+++ ENTRIES PROVIDED +++
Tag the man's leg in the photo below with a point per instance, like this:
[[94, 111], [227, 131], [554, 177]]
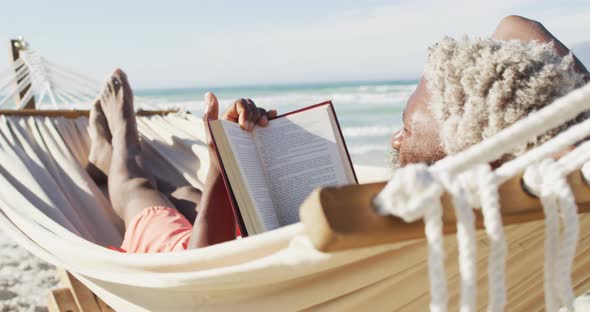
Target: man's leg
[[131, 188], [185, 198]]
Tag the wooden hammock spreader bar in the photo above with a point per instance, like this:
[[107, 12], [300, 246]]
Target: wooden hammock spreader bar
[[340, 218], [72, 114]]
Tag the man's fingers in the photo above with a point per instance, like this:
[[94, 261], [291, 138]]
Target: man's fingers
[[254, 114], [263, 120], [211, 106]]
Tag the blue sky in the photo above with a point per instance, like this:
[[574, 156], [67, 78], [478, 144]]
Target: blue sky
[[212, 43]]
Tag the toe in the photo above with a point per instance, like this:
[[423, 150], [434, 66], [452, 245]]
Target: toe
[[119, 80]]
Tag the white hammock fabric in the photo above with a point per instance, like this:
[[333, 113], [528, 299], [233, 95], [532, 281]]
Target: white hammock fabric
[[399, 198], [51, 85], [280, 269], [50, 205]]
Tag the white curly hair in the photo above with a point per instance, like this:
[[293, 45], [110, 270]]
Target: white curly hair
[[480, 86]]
+++
Repeat the lines exactly, starting with the line that contains "Tag the toe" and going on through the last line of the rows.

Tag the toe in the photo above with a point per instance, like this:
[[423, 150], [434, 66], [452, 245]]
Target: toe
[[119, 80]]
Tag the white hammock fabric in the photo above with a point per instance, like this:
[[333, 113], [528, 299], [233, 95], [532, 281]]
Target: white hammock fabric
[[399, 198], [51, 85], [280, 269], [50, 205]]
Tag the white curly hair in the photo above with a point per instance, like this:
[[293, 45], [110, 270]]
Target: white curly hair
[[480, 86]]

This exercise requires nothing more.